*PROBLEM DESCRIPTION*:
Reproduce only the lines that run from the line with "Mark a dot on each instance of the child's hand" to the last line of the material, both ends included, exactly as they appear.

*PROVIDED DATA*:
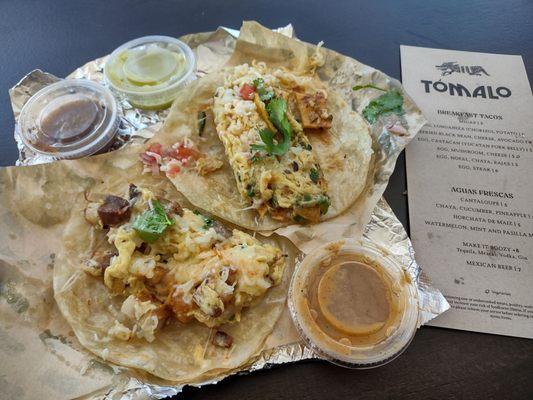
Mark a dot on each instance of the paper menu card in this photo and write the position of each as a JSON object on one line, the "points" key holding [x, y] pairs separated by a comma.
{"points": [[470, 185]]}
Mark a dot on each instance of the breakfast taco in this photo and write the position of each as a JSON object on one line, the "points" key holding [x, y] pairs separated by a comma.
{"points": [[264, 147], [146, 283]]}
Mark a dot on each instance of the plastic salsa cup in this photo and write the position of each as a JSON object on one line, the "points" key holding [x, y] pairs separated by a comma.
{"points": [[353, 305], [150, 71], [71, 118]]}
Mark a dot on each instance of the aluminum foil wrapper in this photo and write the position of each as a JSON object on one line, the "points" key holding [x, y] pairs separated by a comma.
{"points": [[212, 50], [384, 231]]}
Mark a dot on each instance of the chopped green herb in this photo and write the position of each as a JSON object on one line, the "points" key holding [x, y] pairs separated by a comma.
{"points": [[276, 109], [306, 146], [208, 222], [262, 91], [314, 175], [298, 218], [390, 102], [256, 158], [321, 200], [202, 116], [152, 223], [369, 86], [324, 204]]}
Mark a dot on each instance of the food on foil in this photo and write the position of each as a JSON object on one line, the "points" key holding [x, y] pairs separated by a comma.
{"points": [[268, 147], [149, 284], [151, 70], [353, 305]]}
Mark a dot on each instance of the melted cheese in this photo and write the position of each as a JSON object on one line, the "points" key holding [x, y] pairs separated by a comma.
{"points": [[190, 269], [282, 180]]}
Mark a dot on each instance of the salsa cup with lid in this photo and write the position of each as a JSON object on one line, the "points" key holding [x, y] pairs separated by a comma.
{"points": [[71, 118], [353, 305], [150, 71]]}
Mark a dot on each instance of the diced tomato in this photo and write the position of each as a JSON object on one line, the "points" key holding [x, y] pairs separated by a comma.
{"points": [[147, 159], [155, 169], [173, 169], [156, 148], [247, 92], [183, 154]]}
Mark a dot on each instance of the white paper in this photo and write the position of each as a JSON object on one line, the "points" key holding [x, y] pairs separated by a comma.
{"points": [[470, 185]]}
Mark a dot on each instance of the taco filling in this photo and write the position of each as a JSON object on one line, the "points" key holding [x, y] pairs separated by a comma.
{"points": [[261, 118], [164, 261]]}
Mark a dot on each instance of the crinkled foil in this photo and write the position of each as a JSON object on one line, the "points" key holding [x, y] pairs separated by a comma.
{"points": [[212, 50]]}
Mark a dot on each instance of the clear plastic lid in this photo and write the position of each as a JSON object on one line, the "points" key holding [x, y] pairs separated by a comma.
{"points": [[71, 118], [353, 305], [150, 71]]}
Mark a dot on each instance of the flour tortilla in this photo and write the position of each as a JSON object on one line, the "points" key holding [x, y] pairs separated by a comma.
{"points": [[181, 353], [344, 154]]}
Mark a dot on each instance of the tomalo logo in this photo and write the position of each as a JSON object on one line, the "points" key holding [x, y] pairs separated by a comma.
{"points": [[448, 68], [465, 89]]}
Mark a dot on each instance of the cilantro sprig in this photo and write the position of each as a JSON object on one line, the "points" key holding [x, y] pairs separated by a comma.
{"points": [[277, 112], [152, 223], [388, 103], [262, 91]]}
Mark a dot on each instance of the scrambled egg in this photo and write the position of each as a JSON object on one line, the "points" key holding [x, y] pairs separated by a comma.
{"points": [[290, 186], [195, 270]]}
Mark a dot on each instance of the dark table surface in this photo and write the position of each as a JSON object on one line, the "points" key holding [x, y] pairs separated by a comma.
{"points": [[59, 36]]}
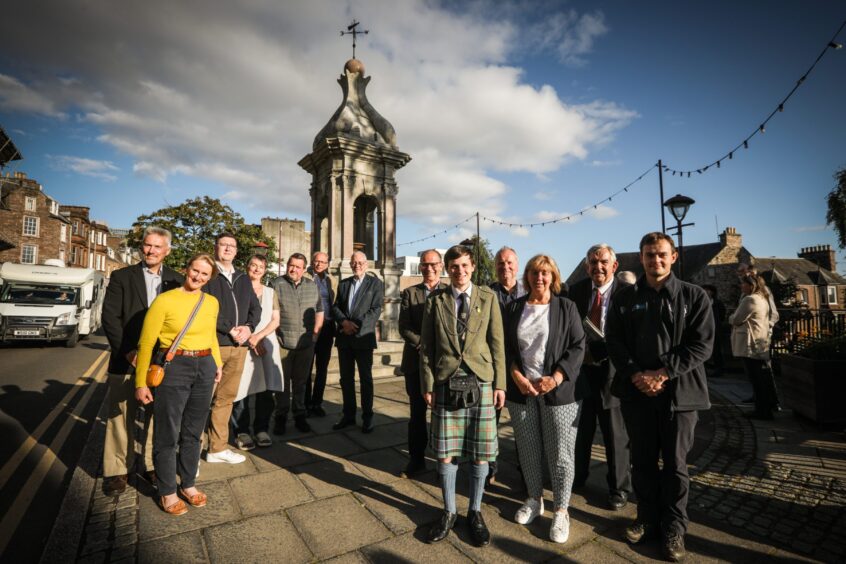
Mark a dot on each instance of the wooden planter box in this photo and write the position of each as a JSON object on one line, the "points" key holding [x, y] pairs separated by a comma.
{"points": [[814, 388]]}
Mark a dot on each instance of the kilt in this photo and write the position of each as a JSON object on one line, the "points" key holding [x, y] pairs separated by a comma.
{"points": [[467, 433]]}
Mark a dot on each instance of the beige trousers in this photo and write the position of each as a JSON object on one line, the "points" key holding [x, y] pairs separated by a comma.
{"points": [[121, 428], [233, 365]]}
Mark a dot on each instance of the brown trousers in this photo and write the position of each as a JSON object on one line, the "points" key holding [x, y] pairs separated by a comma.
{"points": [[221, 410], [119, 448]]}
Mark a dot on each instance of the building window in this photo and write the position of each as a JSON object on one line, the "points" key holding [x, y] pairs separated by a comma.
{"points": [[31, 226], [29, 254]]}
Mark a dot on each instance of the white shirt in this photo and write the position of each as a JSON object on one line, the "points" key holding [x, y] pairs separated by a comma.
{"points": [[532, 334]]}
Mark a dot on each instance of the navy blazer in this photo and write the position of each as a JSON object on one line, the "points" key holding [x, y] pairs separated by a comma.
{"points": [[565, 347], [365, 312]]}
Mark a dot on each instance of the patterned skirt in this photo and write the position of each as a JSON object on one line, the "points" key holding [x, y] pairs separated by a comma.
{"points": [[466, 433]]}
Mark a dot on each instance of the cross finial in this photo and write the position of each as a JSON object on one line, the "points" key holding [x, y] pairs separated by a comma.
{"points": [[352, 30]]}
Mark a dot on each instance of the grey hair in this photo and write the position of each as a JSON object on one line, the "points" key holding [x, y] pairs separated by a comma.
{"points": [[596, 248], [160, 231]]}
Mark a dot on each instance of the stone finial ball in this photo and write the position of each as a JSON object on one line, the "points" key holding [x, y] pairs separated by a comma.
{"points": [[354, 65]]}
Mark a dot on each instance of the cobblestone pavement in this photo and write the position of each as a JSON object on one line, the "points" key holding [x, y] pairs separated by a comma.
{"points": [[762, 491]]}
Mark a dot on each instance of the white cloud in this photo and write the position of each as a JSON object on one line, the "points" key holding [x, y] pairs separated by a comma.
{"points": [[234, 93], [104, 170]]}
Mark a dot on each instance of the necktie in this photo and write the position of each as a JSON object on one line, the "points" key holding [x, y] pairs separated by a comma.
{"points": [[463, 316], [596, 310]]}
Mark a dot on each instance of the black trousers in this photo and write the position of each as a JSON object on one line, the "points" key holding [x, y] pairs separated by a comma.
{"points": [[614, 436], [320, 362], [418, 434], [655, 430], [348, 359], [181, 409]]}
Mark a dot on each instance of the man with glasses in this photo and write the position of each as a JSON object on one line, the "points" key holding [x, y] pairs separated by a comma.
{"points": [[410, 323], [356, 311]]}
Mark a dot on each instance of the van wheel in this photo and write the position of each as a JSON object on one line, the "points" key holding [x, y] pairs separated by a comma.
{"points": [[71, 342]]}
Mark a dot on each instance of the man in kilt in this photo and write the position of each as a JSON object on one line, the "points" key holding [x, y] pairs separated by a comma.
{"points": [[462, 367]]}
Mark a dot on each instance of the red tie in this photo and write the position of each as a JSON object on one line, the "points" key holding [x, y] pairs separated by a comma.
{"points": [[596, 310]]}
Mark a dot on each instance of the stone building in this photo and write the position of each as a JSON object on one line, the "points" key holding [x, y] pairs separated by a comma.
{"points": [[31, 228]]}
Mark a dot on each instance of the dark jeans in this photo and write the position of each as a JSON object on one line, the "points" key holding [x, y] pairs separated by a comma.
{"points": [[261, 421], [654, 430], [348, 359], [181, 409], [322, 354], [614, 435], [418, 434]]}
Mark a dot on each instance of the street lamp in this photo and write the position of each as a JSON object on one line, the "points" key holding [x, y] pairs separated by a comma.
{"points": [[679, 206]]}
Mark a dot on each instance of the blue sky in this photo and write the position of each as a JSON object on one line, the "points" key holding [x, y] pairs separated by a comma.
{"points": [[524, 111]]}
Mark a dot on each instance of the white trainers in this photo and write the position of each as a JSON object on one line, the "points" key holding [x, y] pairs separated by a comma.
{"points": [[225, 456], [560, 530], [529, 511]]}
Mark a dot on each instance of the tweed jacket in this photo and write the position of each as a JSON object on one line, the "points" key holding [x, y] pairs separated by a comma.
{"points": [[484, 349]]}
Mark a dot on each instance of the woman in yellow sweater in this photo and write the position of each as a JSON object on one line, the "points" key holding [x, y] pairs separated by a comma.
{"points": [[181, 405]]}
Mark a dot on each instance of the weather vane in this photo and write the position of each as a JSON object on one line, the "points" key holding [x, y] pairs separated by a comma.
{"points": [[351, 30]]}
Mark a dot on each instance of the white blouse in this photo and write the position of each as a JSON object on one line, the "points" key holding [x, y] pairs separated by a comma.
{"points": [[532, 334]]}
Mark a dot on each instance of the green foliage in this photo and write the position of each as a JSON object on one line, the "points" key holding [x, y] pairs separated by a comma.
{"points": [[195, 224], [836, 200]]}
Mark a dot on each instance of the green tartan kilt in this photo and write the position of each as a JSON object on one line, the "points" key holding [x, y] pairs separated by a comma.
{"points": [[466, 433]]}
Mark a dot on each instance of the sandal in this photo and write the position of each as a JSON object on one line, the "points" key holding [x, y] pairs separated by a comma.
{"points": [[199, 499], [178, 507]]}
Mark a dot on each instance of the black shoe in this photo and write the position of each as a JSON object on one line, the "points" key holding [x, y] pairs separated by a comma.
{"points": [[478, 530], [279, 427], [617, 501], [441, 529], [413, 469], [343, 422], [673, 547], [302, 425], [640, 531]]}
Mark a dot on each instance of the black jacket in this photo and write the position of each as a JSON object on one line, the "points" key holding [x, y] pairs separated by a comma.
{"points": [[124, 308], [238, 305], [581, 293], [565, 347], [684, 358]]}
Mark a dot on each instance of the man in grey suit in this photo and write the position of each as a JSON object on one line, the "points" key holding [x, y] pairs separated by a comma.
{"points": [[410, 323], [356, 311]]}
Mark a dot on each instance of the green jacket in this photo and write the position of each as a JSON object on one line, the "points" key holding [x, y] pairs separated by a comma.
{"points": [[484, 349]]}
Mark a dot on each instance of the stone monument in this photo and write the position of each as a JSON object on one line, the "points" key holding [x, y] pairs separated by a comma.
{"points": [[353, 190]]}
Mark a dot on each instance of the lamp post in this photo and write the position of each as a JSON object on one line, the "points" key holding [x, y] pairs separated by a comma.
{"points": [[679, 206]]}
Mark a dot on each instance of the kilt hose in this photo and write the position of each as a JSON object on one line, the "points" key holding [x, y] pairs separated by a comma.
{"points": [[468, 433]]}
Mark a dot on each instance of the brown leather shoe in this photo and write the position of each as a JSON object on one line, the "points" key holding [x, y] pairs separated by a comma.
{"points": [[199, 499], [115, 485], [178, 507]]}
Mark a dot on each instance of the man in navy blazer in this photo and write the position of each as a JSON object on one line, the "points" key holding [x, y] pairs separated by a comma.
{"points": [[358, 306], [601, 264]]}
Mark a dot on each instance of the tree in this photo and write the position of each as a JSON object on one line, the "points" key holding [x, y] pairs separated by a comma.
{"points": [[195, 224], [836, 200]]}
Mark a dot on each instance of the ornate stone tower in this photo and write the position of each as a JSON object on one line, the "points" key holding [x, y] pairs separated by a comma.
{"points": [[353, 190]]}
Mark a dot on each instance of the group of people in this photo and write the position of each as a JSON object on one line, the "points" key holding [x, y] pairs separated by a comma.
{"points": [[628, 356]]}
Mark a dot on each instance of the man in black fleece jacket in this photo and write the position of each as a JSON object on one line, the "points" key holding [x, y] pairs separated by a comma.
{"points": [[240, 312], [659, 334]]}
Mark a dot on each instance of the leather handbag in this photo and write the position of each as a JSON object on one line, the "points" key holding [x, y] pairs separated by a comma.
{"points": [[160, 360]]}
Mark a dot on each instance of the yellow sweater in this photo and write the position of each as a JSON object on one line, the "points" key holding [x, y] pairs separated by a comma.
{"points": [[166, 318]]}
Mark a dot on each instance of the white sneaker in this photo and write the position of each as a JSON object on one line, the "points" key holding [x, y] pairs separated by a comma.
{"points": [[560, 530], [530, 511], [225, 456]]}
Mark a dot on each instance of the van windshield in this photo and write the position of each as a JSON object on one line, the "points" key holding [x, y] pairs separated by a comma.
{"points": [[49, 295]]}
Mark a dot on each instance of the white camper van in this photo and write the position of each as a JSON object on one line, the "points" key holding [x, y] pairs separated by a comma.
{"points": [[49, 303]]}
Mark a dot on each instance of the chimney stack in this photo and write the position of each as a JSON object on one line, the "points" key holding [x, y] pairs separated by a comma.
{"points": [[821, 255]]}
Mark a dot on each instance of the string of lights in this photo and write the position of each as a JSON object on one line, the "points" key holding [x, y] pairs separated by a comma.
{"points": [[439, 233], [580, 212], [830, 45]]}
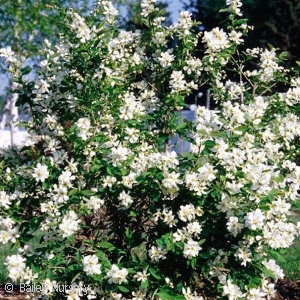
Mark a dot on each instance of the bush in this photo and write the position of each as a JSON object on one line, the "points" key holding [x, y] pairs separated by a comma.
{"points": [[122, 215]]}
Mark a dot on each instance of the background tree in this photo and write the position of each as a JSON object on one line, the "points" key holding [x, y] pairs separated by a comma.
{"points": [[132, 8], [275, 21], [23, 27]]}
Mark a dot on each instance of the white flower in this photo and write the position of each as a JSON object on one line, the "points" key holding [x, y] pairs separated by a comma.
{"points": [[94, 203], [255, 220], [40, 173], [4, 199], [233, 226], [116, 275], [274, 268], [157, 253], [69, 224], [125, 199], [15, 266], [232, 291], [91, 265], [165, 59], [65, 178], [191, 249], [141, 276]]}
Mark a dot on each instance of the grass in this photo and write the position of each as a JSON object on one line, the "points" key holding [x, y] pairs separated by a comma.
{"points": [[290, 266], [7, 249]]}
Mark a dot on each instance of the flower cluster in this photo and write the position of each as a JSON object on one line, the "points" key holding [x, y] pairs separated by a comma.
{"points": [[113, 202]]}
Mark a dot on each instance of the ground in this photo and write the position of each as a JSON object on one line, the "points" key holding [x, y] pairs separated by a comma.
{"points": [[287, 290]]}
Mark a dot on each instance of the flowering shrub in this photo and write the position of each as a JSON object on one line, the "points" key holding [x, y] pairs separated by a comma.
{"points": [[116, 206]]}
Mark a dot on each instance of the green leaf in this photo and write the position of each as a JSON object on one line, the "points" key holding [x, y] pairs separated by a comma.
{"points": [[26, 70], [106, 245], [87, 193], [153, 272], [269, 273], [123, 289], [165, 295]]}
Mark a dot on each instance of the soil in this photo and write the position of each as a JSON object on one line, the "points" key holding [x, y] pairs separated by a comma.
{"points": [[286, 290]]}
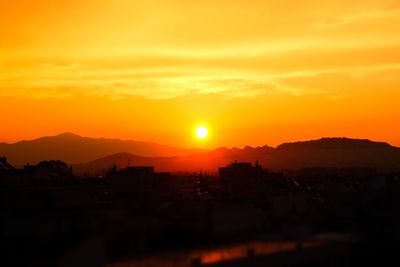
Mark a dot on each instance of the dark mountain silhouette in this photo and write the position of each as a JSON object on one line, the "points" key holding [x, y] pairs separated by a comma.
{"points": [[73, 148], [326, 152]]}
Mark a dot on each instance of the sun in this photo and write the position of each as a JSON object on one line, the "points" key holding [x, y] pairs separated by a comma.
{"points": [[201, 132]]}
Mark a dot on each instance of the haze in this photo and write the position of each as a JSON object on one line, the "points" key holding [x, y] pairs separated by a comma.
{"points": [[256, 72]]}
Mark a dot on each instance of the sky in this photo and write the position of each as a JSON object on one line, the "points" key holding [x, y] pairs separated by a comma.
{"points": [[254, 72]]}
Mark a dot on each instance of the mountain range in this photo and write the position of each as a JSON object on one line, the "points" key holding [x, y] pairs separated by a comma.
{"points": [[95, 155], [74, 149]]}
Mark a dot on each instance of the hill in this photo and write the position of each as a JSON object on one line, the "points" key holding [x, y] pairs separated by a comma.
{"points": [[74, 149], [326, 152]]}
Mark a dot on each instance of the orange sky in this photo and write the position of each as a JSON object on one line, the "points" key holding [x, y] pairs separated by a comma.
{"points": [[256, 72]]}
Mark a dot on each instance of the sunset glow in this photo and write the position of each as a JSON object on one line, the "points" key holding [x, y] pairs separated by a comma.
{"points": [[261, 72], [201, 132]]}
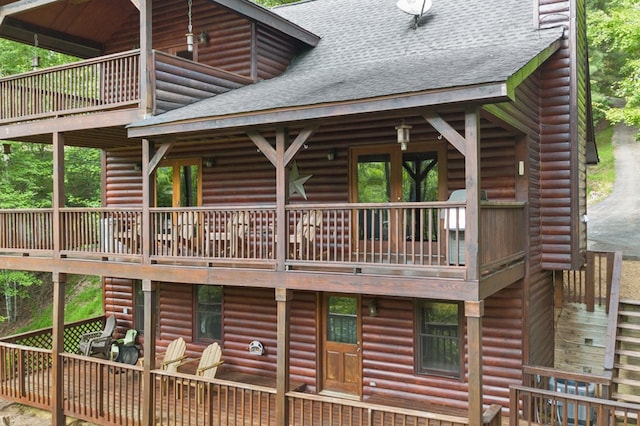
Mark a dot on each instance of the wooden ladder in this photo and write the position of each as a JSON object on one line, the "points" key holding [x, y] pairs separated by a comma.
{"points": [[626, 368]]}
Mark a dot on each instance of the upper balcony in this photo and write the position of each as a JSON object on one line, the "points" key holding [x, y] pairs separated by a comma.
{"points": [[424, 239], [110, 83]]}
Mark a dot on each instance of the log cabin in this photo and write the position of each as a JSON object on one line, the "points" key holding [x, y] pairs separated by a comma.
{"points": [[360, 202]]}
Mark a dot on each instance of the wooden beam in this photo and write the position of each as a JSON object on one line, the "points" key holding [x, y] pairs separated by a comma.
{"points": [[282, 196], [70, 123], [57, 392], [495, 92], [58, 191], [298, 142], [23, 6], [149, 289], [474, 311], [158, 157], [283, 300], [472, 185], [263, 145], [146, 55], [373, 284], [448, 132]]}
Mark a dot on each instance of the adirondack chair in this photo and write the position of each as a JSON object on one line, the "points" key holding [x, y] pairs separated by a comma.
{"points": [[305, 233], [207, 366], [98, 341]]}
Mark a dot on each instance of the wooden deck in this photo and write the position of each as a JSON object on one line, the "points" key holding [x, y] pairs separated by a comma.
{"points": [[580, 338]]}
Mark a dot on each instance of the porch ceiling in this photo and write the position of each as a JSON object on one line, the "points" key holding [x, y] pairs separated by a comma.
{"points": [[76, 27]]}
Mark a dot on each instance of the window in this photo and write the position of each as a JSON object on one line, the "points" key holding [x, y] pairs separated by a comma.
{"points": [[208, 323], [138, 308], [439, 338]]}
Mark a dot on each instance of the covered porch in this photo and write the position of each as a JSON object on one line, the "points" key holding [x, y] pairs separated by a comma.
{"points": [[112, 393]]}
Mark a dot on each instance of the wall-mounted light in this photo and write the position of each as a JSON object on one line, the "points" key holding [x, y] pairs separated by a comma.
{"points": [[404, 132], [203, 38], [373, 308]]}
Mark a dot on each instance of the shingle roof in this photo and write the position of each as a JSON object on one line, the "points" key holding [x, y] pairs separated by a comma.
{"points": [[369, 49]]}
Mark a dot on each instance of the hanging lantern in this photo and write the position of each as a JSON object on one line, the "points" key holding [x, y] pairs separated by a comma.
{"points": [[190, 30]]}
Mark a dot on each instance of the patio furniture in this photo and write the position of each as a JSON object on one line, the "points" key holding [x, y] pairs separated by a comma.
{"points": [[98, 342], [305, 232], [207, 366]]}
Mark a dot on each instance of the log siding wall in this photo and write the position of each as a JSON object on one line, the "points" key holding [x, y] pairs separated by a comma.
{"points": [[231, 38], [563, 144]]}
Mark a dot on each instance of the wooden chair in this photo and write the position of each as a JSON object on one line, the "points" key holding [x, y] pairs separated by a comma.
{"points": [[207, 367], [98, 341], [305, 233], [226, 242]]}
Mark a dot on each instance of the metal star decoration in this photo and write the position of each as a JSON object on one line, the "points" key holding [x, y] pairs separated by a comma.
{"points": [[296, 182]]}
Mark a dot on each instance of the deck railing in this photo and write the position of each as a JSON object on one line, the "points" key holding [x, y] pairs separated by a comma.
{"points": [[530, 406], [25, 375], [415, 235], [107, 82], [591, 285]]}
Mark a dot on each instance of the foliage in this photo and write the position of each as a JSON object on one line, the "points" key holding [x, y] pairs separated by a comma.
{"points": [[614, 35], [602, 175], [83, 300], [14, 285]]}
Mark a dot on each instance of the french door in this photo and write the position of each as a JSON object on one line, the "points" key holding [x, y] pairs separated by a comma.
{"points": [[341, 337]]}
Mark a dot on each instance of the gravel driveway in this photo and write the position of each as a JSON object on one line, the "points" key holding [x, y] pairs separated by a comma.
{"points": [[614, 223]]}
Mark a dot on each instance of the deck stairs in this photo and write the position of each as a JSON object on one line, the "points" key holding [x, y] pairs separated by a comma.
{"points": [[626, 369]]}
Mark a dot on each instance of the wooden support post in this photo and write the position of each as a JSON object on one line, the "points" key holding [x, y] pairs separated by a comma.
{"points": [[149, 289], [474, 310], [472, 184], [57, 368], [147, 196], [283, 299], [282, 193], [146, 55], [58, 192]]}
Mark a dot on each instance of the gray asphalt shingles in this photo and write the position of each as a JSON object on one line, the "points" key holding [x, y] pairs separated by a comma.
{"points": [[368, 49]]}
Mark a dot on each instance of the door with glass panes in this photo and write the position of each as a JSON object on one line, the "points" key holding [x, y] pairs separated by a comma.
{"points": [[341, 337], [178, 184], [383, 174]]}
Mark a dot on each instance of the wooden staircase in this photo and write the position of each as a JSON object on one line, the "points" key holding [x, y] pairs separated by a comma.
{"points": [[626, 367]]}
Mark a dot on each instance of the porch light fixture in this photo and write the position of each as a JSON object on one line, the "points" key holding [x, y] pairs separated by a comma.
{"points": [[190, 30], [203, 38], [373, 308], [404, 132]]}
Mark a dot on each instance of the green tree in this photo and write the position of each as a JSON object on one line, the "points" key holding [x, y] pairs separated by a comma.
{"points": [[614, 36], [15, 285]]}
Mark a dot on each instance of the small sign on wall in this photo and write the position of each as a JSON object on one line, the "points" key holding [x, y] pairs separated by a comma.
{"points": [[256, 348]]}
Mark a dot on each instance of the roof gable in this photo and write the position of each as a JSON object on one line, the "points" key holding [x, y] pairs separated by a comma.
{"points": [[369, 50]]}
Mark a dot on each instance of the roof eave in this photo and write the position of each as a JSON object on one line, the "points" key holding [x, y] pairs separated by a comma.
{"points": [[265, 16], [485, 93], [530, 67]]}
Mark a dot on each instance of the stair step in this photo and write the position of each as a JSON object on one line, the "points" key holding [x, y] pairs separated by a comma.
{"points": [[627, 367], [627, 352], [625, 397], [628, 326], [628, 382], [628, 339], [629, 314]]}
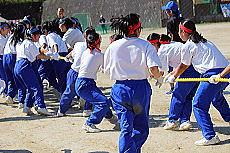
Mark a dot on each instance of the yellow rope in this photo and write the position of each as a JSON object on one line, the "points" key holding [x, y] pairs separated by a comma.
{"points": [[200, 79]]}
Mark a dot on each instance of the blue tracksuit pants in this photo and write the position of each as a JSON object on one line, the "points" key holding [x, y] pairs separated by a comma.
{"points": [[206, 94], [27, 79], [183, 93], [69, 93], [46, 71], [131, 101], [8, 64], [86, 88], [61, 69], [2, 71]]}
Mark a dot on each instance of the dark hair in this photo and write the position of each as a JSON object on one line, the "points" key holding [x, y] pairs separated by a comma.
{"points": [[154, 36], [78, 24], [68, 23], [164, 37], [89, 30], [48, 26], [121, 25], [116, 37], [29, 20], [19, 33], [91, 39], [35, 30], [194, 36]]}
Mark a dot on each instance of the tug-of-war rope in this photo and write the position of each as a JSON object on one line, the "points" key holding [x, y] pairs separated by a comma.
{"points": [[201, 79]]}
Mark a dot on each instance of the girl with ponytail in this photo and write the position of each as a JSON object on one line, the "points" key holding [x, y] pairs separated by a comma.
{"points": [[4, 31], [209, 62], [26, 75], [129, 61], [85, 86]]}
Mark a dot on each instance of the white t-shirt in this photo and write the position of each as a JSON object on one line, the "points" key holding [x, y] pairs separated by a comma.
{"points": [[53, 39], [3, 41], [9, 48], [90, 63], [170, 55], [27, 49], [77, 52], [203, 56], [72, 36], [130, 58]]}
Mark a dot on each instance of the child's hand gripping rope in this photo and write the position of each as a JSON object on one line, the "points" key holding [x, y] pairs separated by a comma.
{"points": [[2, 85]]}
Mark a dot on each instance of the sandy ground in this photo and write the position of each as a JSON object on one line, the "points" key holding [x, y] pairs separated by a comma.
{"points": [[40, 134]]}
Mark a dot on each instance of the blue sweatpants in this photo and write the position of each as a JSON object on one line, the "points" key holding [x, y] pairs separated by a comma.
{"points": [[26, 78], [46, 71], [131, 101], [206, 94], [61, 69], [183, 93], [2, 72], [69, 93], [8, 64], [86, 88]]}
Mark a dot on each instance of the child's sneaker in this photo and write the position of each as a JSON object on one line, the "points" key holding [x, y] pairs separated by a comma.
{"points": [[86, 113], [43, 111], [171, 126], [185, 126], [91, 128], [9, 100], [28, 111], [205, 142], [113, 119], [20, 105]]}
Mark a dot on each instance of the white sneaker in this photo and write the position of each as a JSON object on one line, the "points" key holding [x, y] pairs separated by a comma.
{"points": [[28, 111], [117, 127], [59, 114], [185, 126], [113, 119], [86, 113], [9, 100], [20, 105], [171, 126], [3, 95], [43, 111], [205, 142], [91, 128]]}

*RESPONSE*:
Mark a dot on each instance of the child's hand gripping rope in this photo and write the position of each as a JSON object on one line, the "points" key holding [x, y] pairs separated by a comma.
{"points": [[2, 85]]}
Mark a dot on each instance of the sandy ground in this photo and write the position of each as a JSON object on one line, the "points" key holding [x, y] pairs separated by a comma.
{"points": [[40, 134]]}
Mark a dot on each instance of the blue sweatpants in this photo and write the position of each as a JSON object on one line, the "points" key holding [x, y] pairs separated by a comma.
{"points": [[26, 78], [46, 71], [131, 101], [206, 94], [61, 69], [183, 93], [2, 72], [69, 93], [8, 64], [86, 88]]}
Mark a dot on each instance of the child's sneaker in this photo and write the position of each as a JSON object on one line, the "points" key holding [x, y] pairs separated by a comma.
{"points": [[86, 113], [43, 111], [171, 126], [185, 126], [91, 128], [9, 100], [28, 111], [205, 142], [113, 119], [20, 105]]}
Mark a dot on each instance of the white sneaker in this photo and write the position of each as a JSON object on one line, the "points" key holding [x, y] pairs separated by a comma.
{"points": [[28, 111], [117, 127], [59, 114], [185, 126], [113, 119], [86, 113], [9, 100], [20, 105], [171, 126], [3, 95], [43, 111], [205, 142], [91, 128]]}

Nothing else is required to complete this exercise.